-- start Quoted passage --

The Court has power, in relation to matters in which it has jurisdiction, to make orders of such kinds, including interlocutory orders, and to issue, or direct the issue of, writs of such kinds, as the Court thinks appropriate.

10    The applicants have sought writs of certiorari to quash the decisions to dismiss the recusal applications and the substantive decisions made.

11    The Court has jurisdiction because the subject matter of the dispute: an application for recusal for apprehended bias arising with respect to an application under s 306E of the FW Act, is clearly a matter arising under the FW Act within the meaning of s 562. This is because the subject matter is whether the Commission in exercising its executive function under the FW Act did so within the limits of its jurisdiction in deciding that any decision on the substantive application would not be attended by bias.

The question of Parliamentary privilege does not need to be decided

12    As will be evident from the reasoning below, the Court received into evidence, extracts from Hansard, relied upon by the applicants to support their contention as to apprehended bias. These extracts were the subject of successful objection below (and not admitted into evidence) on the basis that they purportedly fell within s 16(3)(c) of the Parliamentary Privileges Act 1987 (Cth). For the reasons which follow, I am of the view that the applicants cannot make out their claim of apprehended bias, whether the Hansard references are taken into account or not, and therefore there is no need for me to resolve any conflict within the authorities about whether the prohibition arises in the context of apprehended bias proceedings. However, I have briefly, set out at the end of my reasons, why I am of the view that, the occasion contemplated by s 16(3)(c) does not arise in this case.

Organising principles

13    There was no real dispute between the parties as to the applicable test and relevant organising principles for determining whether there is an occasion of apprehended bias.

14    The applicable test was articulated by the High Court in Ebner v Official Trustee in Bankruptcy [2000] HCA 63; 205 CLR 337 at [6] per Gleeson CJ, McHugh, Gummow and Hayne JJ:

6    Where, in the absence of any suggestion of actual bias, a question arises as to the independence or impartiality of a judge (or other judicial officer or juror), as here, the governing principle is that, subject to qualifications relating to waiver (which is not presently relevant) or necessity (which may be relevant to the second appeal), a judge is disqualified if a fair-minded lay observer might reasonably apprehend that the judge might not bring an impartial mind to the resolution of the question the judge is required to decide. That principle gives effect to the requirement that justice should both be done and be seen to be done, a requirement which reflects the fundamental importance of the principle that the tribunal be independent and impartial. It is convenient to refer to it as the apprehension of bias principle.

(Emphasis added.)

15    The application of the apprehension of bias principle requires that two steps be taken, identified by Gleeson CJ, McHugh, Gummow and Hayne JJ at [8] of Ebner:

8    The apprehension of bias principle admits of the possibility of human frailty. Its application is as diverse as human frailty. Its application requires two steps. First, it requires the identification of what it is said might lead a judge (or juror) to decide a case other than on its legal and factual merits. The second step is no less important. There must be an articulation of the logical connection between the matter and the feared deviation from the course of deciding the case on its merits. …

16    The criteria in Ebner has been reiterated, recently, in QYFM v Minister for Immigration, Citizenship, Migrant Services and Multicultural Affairs [2023] HCA 15; 279 CLR 148 at [38] per Kiefel CJ and Gageler J, and helpfully elucidated in the following way: (1) identification of the factor which it is said might lead a judge to resolve the question other than on its legal and factual merits; (2) articulation of the logical connection between that factor and the apprehended deviation from deciding that question on its merits; and (3) assessment of the reasonableness of that apprehension from the perspective of a fair-minded lay observer.

-- end Quoted passage --

What to work on:
**a)** Translate this sentence from the judgment excerpt on apprehended bias into Spanish: "The apprehension of bias principle admits of the possibility of human frailty."
**b)** Continue the judgment excerpt on apprehended bias from the point where paragraph 16 ends.

-- start Raw data --

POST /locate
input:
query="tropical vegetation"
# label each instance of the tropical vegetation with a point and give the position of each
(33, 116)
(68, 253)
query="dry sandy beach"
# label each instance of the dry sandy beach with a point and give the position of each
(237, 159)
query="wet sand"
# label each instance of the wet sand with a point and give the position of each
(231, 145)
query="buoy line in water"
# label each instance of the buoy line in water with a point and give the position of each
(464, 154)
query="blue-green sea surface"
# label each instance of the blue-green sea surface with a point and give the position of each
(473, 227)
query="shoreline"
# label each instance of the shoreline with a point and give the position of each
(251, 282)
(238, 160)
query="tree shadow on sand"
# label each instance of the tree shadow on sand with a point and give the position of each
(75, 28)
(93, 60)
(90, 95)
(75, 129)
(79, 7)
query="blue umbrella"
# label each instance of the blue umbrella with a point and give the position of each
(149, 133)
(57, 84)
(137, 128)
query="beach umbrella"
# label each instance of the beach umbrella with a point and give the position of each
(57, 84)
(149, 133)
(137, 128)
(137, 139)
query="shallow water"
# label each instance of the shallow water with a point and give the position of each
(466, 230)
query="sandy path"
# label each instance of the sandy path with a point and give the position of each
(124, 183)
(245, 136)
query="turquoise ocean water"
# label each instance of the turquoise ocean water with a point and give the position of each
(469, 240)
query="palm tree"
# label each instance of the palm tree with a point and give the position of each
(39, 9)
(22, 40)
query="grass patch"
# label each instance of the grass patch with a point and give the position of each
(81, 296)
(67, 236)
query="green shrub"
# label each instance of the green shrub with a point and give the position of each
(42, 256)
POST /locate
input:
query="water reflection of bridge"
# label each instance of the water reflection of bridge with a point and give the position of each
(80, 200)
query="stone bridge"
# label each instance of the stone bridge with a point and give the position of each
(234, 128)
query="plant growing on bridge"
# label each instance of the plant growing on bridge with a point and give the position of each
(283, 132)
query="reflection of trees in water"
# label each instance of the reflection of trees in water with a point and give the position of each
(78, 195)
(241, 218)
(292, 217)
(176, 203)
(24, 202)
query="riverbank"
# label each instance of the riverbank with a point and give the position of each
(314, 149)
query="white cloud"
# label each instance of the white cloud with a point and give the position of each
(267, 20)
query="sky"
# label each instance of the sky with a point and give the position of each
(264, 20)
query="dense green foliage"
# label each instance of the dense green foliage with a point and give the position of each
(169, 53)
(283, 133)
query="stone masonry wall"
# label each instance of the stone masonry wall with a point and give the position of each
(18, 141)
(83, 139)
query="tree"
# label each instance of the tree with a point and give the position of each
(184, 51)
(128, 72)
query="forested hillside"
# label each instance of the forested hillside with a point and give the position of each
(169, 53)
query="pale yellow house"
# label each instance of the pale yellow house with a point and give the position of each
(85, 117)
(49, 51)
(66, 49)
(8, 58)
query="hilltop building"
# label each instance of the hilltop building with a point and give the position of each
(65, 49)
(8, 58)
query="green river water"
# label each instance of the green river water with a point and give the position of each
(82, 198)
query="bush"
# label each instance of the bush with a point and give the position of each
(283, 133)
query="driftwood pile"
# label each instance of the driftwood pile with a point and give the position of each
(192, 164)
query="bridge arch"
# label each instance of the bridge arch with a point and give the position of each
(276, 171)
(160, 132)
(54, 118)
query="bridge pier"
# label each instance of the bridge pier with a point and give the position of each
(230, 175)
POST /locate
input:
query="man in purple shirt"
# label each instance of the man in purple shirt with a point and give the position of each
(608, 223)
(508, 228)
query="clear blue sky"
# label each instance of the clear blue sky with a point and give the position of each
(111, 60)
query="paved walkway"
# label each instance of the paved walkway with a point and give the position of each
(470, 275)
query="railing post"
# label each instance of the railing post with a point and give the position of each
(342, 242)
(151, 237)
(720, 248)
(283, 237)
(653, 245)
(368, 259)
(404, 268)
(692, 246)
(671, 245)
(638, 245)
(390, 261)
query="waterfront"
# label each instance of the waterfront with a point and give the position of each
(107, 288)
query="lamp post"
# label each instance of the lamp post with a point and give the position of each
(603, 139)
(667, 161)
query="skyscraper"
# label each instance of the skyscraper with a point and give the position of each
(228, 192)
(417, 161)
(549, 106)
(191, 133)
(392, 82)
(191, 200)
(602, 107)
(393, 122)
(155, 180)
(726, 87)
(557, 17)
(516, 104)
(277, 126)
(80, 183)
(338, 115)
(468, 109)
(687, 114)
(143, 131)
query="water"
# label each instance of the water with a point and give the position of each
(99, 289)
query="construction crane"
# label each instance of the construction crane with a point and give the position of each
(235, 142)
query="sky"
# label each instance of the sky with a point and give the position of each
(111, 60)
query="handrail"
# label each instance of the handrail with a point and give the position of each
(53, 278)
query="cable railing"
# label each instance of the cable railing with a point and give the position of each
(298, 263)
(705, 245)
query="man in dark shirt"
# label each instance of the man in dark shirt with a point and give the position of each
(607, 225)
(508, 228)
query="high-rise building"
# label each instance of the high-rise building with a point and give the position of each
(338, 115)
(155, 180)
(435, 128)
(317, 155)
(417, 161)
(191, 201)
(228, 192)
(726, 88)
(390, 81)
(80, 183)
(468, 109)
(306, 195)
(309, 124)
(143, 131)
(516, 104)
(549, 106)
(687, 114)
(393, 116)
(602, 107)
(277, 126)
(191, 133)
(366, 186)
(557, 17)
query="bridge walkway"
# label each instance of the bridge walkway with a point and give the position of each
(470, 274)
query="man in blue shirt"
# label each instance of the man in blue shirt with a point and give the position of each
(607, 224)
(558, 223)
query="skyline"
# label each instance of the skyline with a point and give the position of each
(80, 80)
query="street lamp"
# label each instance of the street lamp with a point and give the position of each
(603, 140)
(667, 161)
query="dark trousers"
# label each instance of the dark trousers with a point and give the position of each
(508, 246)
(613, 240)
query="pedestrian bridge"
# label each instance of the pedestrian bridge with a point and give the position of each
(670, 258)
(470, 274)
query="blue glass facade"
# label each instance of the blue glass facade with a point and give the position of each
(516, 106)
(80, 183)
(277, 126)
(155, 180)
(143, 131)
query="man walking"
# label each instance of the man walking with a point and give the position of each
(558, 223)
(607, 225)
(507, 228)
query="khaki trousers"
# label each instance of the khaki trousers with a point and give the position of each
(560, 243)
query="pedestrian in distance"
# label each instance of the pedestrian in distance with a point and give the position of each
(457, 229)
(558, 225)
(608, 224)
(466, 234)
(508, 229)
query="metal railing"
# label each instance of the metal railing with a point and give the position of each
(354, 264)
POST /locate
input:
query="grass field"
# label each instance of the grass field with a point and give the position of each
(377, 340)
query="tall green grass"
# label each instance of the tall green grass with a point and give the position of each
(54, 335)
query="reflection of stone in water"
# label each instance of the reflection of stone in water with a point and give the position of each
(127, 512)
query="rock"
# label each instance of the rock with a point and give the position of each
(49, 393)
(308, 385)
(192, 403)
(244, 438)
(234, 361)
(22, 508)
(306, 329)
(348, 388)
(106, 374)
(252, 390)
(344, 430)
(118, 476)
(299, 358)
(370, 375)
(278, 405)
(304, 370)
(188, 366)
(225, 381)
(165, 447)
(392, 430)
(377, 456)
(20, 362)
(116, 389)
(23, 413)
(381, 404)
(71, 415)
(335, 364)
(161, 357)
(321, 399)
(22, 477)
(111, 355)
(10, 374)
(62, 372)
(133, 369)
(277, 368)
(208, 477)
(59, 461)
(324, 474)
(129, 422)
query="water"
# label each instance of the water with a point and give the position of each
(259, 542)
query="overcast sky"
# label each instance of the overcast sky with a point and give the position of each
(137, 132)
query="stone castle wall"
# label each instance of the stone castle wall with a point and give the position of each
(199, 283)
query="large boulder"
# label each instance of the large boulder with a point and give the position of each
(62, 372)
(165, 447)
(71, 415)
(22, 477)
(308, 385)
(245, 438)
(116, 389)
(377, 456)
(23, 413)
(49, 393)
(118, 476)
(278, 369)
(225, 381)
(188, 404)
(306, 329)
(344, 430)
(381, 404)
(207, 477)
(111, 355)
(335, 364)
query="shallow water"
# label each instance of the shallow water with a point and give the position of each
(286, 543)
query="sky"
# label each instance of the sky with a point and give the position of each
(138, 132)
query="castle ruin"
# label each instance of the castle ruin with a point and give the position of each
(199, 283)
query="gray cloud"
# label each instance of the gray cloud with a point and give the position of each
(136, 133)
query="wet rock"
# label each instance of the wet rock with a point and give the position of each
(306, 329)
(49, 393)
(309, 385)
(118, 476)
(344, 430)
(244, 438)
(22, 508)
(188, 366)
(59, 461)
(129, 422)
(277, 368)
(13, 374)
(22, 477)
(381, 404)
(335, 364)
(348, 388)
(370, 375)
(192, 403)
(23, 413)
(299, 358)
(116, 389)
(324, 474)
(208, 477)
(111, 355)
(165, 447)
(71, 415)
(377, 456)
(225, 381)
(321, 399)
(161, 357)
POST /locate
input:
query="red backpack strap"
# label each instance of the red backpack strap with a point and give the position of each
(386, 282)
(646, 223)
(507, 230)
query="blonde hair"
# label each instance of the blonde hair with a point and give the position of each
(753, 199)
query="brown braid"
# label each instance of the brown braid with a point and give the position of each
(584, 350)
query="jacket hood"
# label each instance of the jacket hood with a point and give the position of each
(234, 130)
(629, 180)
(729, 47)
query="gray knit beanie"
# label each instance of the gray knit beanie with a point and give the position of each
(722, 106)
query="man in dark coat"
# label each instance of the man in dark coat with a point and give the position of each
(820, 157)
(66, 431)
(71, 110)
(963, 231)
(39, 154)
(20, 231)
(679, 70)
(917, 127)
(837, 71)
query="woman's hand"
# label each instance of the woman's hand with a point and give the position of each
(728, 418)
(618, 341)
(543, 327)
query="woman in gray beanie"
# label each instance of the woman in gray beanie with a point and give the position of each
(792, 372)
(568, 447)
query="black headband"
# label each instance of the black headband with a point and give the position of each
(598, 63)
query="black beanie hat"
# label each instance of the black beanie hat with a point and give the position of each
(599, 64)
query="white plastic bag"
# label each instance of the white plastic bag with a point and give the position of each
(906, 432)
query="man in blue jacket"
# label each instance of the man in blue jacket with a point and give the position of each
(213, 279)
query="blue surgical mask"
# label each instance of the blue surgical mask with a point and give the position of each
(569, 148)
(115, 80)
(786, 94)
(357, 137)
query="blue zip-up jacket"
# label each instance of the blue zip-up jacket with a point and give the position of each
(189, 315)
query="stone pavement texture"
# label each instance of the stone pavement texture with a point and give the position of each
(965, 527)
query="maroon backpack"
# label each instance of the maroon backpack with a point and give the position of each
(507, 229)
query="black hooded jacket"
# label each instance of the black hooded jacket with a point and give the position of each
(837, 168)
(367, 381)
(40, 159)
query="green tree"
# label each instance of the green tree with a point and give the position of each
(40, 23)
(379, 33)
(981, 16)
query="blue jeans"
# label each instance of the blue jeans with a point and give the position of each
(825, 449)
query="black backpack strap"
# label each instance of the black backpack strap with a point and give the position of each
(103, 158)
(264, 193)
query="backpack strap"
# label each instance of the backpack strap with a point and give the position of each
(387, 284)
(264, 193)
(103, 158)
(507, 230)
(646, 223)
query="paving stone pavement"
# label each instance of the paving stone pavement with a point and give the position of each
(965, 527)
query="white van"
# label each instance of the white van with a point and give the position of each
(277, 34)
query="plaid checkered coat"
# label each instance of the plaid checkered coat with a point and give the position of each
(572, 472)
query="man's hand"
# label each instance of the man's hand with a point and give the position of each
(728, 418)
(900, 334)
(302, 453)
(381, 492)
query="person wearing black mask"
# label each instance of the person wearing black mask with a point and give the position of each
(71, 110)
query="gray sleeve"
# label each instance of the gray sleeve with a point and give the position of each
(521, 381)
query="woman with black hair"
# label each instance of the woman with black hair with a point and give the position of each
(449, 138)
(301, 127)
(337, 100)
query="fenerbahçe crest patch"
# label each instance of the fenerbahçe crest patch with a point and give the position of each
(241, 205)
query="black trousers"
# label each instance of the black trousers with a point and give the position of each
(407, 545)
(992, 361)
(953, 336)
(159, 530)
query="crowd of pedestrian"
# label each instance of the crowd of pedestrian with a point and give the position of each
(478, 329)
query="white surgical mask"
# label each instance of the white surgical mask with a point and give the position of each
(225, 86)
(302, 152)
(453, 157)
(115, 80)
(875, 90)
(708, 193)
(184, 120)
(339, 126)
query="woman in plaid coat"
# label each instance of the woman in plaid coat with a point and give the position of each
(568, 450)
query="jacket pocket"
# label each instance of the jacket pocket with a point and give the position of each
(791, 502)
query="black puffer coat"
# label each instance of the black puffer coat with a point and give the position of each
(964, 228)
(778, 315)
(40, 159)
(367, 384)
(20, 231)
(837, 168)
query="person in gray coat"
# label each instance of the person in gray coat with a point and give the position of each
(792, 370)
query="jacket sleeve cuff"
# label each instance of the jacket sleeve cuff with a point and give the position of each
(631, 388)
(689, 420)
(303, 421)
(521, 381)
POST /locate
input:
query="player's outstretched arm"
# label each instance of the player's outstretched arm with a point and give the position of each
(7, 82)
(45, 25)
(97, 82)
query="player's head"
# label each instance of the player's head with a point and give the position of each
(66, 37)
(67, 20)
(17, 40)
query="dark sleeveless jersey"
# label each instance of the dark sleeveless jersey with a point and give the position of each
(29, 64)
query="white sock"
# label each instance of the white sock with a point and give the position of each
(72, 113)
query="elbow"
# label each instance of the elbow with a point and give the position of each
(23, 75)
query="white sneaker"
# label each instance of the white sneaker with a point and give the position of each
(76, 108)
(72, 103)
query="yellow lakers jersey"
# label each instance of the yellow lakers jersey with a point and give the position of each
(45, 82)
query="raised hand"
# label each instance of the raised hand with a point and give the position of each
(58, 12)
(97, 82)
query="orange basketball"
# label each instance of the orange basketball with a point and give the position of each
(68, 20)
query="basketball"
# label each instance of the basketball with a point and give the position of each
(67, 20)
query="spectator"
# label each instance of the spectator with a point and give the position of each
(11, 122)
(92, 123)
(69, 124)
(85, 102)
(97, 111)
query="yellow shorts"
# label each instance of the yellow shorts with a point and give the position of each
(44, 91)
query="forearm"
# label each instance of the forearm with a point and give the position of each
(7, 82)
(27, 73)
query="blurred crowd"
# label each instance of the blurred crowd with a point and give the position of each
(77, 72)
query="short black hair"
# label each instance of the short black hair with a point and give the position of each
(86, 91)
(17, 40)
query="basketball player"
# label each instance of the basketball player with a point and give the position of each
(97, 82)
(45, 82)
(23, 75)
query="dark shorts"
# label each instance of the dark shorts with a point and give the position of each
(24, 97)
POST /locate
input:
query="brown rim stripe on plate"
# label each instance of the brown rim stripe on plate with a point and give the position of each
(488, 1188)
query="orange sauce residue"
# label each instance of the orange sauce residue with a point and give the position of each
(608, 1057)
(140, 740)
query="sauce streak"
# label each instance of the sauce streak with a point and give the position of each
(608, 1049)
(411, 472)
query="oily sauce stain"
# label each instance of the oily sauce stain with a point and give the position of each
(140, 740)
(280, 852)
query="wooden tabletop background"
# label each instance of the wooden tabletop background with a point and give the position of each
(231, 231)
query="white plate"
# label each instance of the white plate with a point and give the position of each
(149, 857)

-- end Raw data --

Task results:
**a)** El principio de la percepción de parcialidad admite la posibilidad de la fragilidad humana.

**b)**
17    This “double might” test is one of possibility (real and not remote), rather than probability: CNY17 v Minister for Immigration and Border Protection [2019] HCA 50; 268 CLR 76 at [18] per Kiefel CJ and Gageler J.

18    It is important to note that “[i]t is an open, and not an empty, mind that must be kept”: SZQYM v Minister for Immigration, Citizenship, Migrant Services and Multicultural Affairs [2020] FCA 779; 169 ALD 579 at [102] per Allsop CJ.

19    It is the Court’s view of the public’s view (that of the fair-minded lay observer), and not the Court’s own view, which is determinative: QYFM at [45] per Kiefel CJ and Gageler J:

45    The pivotal stage in the analysis on this strand of the appellant's argument lies in the assessment of the reasonableness, in the circumstances of the case, of an apprehension of that kind from the perspective of a fair-minded lay observer. In undertaking that assessment, “it is the court's view of the public's view, not the court's own view, which is determinative”. The hypothetical fair-minded lay observer is a deliberate and necessary construct which tethers the court's analysis to the ultimate purpose of maintaining public confidence in the impartiality of the judicial system. The construct provides the “standard by which the courts address what may appear to the public served by the courts to be a departure from standards of impartiality and independence which are essential to the maintenance of public confidence in the judicial system”.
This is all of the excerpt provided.